>> Start Data shown

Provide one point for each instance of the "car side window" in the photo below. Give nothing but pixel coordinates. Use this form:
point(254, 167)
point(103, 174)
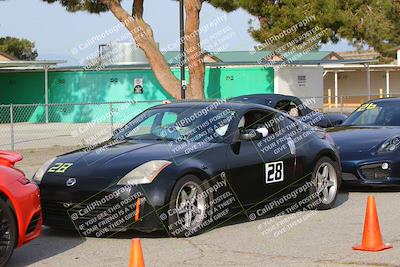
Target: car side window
point(261, 121)
point(290, 107)
point(169, 118)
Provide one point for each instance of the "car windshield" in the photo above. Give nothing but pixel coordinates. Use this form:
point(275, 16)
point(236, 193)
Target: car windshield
point(178, 124)
point(375, 114)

>> End Data shown

» Exercise requirements:
Reproduce every line of the data above except the picture placeholder. Scale the pixel coordinates listed after each "Target:" line by 1.8 and round them to whole numbers, with halves rounding up. Leave the sample coordinates in the format lines unchanged.

» Result for this task:
Provide one point for each instance of the "car side window" in the photo below. Give nothing but pixel coordinates. Use this form:
point(254, 167)
point(103, 174)
Target: car side window
point(470, 218)
point(522, 193)
point(304, 212)
Provide one point for each instance of the "car windshield" in the photo above. Give nothing but pixel coordinates. Use this form:
point(275, 16)
point(236, 193)
Target: car windshield
point(320, 223)
point(675, 205)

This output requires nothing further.